▶ [Text block]:
And returning to bug 1, I consider it still unsolved, since you only allow changing a font (in this case to obtain the Devanagari glyphs) globally. So, to include IAST in a program source or plain text file, one would have to change the global font used for all files!

So, in summary: bug 1 unsolved, bug 2 unsolved, bug 3 unsolved. This Issue should remain Open.

I still don't know how to create a VSC fiddle for Chromium issues (I asked this above).

By the way, I love your intelligent replies to Issues. VSCode is lucky to have you here.

alexdima commented 4 years ago

The issue #11770 has never been closed, it is still open:

image

But there are a lot of linked issues that are closed, e.g. #45180 , #59843:

image

It is possible to upvote issues by going to the first comment and clicking on the plus-smiley icon in the top right corner:

image


Back on topic, our goal is to be a very good code editor and if it so happens to be a good text editor, then so be it. But we need to focus our time on providing a great coding experience, so our focus will always be to address real-life situations that occur when programming.


It is possible to configure VS Code to have different editor settings per language, e.g. settings.json:

"editor.fontFamily": "Consolas",
"editor.fontLigatures": false,
"[plaintext]": {
  "editor.fontFamily": "Arial",
  "editor.fontLigatures": true,
}

Having multiple fonts in a single file (with respective font settings like font ligatures) is a feature request. We currently don't support that, but that has been already asked at #30925 .

mcswell commented 4 years ago

@createdbyjurand: "our goal is to be a very good code editor and if it so happens to be a good text editor, then so be it." This is just an FYI: I'm sure I'm a tiny minority, but FWIW, I deal nearly every day with coding in multiple scripts, most recently Devanagari (for Hindi) and Arabic (for Urdu), along with Latin/ English. I do most of the coding in XML, which gets converted to sfst, xfst and lexc (finite state transducer programming languages), and I sometimes have to edit the latter when something goes wrong. Also mixed-script Python. While I could be a minority of 1, I suppose there might be other people in similar boats, who program NLP (Natural Language Processing) applications that involve multiple scripts.

alexdima commented 4 years ago

@mcswell I am sorry, maybe that came across the wrong way. We do want to include your use case, even if you are in the minority, and I think editing different scripts is a use-case we want to support!

I was just trying to say that IMHO our core competency is to be a code editor. That is where I think VS Code can offer the most value. That is why we wrote VS Code and that is probably why you installed it. There are many associated tasks that involve editing that are close to programming: editing binary data, viewing logs of 100GB, tailing output from a running process, etc. In other words, there are very many things people want to do in their code editor besides writing code.

▶ [Information given]:
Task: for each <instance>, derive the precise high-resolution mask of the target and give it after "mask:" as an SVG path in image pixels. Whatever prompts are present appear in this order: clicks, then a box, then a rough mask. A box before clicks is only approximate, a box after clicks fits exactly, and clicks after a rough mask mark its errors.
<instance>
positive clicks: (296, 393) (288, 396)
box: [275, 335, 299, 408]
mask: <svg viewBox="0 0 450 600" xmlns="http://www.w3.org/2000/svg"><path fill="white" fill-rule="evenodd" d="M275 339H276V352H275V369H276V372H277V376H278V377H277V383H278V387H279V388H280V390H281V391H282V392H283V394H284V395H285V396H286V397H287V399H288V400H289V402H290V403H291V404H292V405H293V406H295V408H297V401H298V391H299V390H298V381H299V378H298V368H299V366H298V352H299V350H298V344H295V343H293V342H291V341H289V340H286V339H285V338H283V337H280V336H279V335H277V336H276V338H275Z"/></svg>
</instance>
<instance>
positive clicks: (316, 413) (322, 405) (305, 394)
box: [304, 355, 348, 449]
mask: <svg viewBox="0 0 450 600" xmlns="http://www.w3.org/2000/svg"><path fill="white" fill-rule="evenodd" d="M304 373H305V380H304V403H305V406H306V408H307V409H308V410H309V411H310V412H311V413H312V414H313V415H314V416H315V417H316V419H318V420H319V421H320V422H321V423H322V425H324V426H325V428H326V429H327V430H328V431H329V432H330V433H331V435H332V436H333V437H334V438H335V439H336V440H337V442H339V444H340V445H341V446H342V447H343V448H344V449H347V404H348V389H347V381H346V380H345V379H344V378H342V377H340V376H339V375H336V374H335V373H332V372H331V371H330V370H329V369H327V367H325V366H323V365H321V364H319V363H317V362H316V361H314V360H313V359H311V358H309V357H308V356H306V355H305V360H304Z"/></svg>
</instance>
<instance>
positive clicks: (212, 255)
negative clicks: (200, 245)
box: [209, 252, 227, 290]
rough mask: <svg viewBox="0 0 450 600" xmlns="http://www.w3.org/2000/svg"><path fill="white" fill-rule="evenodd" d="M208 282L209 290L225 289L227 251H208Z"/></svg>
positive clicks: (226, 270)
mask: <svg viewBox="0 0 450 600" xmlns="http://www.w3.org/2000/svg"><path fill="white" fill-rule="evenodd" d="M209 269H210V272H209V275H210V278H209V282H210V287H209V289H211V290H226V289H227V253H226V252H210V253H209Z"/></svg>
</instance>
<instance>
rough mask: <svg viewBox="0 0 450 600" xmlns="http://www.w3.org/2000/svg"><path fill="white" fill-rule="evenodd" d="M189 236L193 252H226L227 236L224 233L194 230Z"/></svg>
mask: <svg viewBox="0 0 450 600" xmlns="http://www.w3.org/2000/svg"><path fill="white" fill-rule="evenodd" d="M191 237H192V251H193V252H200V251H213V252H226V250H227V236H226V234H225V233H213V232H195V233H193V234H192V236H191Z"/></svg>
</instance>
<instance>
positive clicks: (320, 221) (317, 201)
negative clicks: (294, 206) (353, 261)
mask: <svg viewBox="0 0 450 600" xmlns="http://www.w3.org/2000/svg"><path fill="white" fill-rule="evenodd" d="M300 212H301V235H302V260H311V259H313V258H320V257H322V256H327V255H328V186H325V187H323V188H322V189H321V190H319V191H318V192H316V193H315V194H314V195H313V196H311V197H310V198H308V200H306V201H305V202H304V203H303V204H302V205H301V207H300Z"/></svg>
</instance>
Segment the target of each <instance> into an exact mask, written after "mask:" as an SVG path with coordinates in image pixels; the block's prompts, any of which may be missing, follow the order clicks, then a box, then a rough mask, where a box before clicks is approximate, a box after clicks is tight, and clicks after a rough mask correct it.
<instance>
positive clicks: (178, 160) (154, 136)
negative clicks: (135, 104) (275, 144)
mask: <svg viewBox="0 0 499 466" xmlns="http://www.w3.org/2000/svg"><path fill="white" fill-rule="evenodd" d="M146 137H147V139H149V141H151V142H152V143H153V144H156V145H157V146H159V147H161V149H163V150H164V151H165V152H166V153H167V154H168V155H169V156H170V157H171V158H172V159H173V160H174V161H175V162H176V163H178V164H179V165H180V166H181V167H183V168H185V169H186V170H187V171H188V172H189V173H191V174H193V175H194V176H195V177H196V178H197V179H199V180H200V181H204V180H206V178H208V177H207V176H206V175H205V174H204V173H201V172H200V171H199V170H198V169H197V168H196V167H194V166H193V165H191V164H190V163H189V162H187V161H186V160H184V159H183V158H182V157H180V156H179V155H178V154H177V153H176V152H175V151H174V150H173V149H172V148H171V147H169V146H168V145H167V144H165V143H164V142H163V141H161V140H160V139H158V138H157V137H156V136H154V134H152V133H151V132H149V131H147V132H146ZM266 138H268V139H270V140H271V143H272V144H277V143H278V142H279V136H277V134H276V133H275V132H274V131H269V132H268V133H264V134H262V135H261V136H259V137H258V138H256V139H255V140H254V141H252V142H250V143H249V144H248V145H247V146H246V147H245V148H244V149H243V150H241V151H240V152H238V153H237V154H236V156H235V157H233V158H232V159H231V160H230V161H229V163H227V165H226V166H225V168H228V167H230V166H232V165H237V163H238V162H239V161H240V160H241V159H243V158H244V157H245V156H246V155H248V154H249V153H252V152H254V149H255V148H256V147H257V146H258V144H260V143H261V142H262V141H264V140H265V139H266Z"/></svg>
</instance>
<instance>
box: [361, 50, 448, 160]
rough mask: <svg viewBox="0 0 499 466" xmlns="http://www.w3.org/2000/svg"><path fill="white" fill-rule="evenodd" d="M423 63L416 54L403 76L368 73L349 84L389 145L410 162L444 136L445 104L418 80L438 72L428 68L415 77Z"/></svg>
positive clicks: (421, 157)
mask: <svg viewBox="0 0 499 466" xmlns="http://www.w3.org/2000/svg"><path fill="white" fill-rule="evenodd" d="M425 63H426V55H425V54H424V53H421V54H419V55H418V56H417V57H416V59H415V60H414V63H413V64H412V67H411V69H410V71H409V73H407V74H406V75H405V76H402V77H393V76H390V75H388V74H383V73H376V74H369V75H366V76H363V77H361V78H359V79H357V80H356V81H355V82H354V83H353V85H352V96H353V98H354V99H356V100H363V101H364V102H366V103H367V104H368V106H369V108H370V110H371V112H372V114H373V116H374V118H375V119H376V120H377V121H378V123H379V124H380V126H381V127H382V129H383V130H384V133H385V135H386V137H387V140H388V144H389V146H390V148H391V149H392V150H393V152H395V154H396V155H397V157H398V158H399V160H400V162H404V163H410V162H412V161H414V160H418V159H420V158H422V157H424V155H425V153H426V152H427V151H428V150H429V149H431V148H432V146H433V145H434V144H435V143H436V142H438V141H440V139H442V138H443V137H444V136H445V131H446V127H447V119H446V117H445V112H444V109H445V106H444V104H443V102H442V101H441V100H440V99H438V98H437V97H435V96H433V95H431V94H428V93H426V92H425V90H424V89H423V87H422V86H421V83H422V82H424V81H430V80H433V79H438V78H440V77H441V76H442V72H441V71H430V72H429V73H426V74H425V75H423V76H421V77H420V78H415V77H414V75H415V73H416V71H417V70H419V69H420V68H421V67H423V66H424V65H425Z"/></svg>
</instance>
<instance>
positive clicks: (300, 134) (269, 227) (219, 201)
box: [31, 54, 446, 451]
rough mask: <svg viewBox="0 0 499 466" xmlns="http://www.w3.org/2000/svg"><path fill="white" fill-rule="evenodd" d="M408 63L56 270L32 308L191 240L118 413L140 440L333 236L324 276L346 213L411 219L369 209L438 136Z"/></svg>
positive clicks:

▶ [Work task 1]:
Answer these questions from the VS Code discussion:
(a) Which issue number does alexdima say has never been closed?
(b) In the settings.json example, which font family is set for "[plaintext]"?
(c) Besides Latin/English, which two scripts has mcswell most recently been coding in?
▶ [Work task 2]:
Transcribe the VS Code discussion between "And returning to" and "have you here.", inclusive.

▶ [Exercise answer 1]:
(a) #11770
(b) Arial
(c) Devanagari (for Hindi) and Arabic (for Urdu)

▶ [Exercise answer 2]:
And returning to bug 1, I consider it still unsolved, since you only allow changing a font (in this case to obtain the Devanagari glyphs) globally. So, to include IAST in a program source or plain text file, one would have to change the global font used for all files!

So, in summary: bug 1 unsolved, bug 2 unsolved, bug 3 unsolved. This Issue should remain Open.

I still don't know how to create a VSC fiddle for Chromium issues (I asked this above).

By the way, I love your intelligent replies to Issues. VSCode is lucky to have you here.